> [YOUR TASK] Reproduce the entire listing below word for word, leaving out the pictures.

> [TASK MATERIAL]
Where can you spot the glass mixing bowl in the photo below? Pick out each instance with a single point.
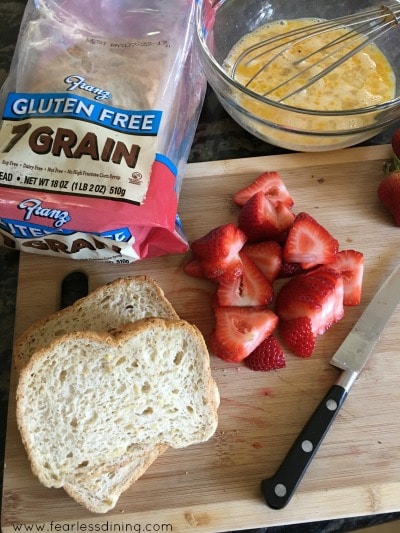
(220, 24)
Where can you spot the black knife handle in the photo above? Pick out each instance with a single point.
(278, 489)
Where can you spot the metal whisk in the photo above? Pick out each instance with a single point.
(361, 29)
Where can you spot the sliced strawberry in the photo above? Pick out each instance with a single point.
(396, 143)
(297, 334)
(252, 288)
(218, 252)
(309, 243)
(288, 270)
(350, 264)
(270, 184)
(262, 220)
(239, 330)
(317, 295)
(267, 356)
(193, 268)
(267, 255)
(389, 194)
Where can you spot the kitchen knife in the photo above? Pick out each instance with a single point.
(350, 358)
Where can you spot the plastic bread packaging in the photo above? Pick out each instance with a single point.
(98, 115)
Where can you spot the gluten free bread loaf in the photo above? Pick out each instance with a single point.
(88, 397)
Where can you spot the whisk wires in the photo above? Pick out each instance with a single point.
(359, 30)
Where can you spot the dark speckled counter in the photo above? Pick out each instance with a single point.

> [ANSWER TO THIS PROBLEM]
Where can you spot the glass mixing bowl in the photo below? Pick out each instance with a single point.
(220, 24)
Where can you spot the black knife handle in the photo above? Pick out each instance with a single point.
(278, 489)
Where can you spot the metal whisk in the photo above? Pick out each instance with a single point.
(361, 29)
Where can you spot the sliced strawberry in the photo above? Pick out each instance with a single point.
(396, 143)
(297, 334)
(252, 288)
(218, 252)
(309, 243)
(288, 270)
(350, 264)
(270, 184)
(262, 220)
(239, 330)
(317, 295)
(267, 356)
(193, 268)
(267, 255)
(389, 194)
Where can you spot the kitchen knife in the photo above? Pick out each instance with a single point.
(350, 358)
Where can you spot the plastic bread packaging in the photo above? Pick out each instance with a single point.
(98, 115)
Where can you spot the gluten free bread loaf in the photo above? Pick out each instance with a single point.
(88, 397)
Where can you spot the whisk wires in the photo above? Pick out each instance with a single point.
(359, 30)
Where can you spot the dark speckled counter in the photo above? Pick out each instance with a single point.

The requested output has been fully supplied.